Extracted information below:

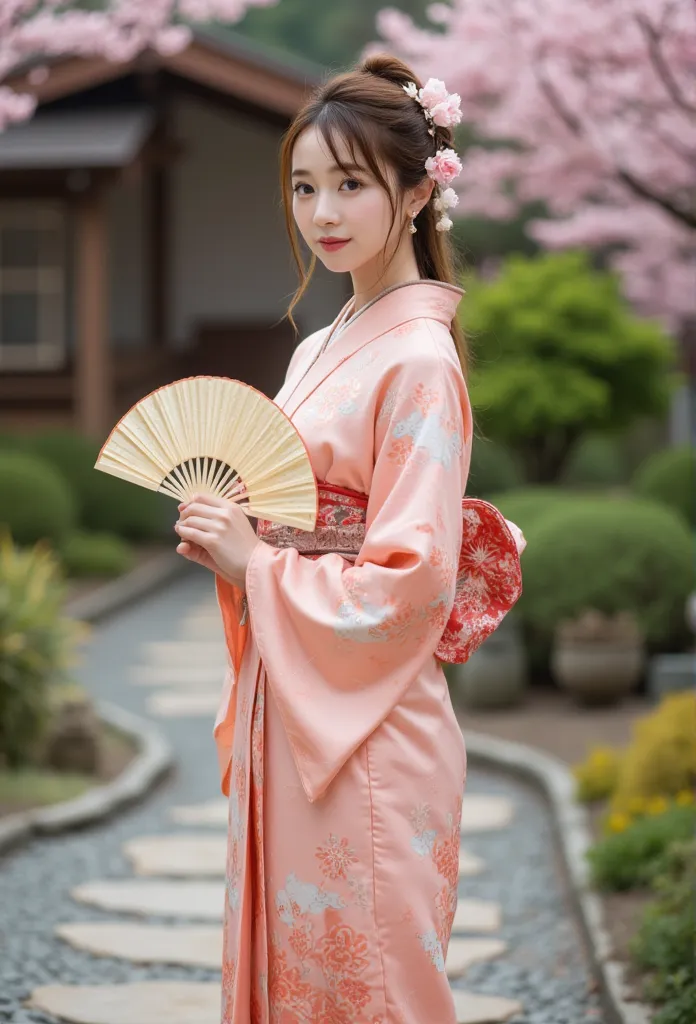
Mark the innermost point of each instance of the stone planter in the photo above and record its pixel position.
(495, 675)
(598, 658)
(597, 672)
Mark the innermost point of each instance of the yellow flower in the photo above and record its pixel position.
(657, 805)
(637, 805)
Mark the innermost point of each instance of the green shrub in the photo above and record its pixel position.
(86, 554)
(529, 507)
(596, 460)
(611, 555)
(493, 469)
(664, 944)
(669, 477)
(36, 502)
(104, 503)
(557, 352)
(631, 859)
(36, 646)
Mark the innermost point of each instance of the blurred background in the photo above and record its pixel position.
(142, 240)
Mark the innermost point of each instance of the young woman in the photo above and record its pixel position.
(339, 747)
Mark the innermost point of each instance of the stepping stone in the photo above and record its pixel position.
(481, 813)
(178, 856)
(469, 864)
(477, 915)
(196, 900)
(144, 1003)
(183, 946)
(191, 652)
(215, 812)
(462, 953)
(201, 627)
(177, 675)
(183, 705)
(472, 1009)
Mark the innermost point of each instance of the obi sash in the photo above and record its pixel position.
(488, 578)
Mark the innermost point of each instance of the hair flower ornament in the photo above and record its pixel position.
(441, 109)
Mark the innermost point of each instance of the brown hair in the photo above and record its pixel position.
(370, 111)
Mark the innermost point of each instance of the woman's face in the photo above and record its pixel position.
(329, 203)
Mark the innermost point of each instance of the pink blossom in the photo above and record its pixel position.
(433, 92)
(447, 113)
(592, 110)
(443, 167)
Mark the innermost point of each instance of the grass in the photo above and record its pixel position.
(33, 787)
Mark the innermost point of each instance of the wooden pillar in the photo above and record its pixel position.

End of Extracted information.
Extracted information below:

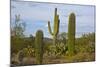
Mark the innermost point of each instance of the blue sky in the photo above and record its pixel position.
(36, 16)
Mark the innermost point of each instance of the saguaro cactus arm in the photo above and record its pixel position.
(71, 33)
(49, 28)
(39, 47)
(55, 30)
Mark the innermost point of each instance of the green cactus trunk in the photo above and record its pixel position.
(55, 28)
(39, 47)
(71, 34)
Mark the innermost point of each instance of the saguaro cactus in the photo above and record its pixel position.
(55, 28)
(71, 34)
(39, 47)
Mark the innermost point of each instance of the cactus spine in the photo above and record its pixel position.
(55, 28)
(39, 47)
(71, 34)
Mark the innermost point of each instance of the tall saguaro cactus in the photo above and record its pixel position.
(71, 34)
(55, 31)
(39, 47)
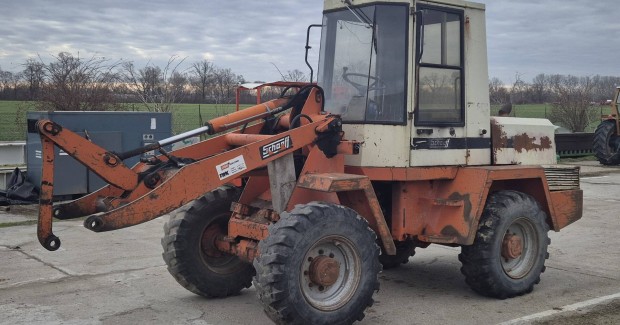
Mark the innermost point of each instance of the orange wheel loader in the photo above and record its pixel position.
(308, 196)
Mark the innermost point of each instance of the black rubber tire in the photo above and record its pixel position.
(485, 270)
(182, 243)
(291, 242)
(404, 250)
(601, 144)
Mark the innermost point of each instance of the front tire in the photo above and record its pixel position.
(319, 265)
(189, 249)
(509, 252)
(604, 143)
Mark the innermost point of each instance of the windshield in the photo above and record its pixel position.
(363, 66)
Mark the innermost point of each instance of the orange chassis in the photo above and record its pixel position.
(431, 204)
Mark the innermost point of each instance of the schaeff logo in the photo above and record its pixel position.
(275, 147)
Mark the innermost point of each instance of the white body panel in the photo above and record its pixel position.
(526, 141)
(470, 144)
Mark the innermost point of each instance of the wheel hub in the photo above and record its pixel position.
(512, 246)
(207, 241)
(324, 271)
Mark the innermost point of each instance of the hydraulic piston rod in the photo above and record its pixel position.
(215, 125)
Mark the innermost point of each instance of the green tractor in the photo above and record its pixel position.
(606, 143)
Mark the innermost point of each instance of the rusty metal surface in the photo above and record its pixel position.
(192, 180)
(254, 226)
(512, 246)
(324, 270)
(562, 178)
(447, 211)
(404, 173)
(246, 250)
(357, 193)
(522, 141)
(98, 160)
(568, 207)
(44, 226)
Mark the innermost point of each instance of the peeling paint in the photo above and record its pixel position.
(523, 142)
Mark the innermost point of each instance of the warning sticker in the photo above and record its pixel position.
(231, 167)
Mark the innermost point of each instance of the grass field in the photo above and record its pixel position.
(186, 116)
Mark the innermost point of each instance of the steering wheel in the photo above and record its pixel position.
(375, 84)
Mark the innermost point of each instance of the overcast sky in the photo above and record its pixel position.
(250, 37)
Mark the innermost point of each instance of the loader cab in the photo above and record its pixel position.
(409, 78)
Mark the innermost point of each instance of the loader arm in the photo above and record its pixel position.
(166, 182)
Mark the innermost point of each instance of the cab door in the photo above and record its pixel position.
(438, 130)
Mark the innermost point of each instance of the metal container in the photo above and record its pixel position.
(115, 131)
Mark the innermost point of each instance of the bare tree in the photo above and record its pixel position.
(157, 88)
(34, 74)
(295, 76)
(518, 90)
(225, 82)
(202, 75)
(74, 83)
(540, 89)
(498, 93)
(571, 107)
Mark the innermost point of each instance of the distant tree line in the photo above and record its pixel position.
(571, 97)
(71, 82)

End of Extracted information.

■ **Your assignment**
A verbatim transcription is needed of the lines above, starting at the line with "Mark the innermost point of each instance of the hair" and ending at the line with "Mark the innermost point of each instance of the wooden", both included, and of nothing else.

■ **Task output**
Mark the innermost point of each instance of the hair flower ornament in the photo above and record its pixel position.
(441, 109)
Mark the innermost point of each instance of the brown hair in the photo above and record its pixel position.
(370, 111)
Mark the innermost point of each instance of the woman's face in the photo above and record its pixel position.
(329, 203)
Mark the innermost point of each instance of the pink blossom in the photo above and record its pixel position.
(433, 92)
(447, 113)
(592, 110)
(443, 167)
Mark the innermost point of each instance of the grass in the photo above and record its pixel position.
(33, 787)
Mark the innermost point of each instance of the wooden pillar in the photo above and record its pixel position.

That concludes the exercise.